Rewrite the lines of the listing from the one containing "body shown in this photo." through the end, requests included, and offset every coordinate in the answers by adding 44 to it.

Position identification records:

----

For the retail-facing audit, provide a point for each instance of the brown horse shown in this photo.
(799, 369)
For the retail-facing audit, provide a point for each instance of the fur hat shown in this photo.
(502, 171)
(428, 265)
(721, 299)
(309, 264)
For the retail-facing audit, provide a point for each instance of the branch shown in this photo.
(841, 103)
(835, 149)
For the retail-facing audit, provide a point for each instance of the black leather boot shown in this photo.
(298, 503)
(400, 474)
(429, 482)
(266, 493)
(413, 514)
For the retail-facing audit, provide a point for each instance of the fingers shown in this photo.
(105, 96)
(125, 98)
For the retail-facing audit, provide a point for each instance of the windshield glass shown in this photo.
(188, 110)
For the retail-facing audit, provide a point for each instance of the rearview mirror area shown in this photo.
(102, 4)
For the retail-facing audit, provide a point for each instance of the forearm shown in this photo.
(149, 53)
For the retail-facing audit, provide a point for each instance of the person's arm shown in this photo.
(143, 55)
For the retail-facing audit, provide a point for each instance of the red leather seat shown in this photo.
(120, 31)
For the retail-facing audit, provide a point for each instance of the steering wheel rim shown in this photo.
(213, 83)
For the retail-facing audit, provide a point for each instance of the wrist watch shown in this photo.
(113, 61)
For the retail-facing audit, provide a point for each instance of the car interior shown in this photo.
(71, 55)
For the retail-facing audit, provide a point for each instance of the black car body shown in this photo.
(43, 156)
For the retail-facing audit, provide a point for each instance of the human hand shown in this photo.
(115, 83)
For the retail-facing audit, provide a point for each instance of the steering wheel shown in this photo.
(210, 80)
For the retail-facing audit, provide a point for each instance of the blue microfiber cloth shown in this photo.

----

### Exercise result
For the retail-facing audit, provide a point for each instance of the black car body shown in this photo.
(87, 200)
For the retail-facing audit, provide a point for each instance of the human hand shown in this photo.
(159, 127)
For the retail-facing audit, provide a point for each instance of the steering wheel shown in this photo.
(254, 124)
For the retail-facing audit, provide a point for each instance of the blue microfiber cloth shown in this photo.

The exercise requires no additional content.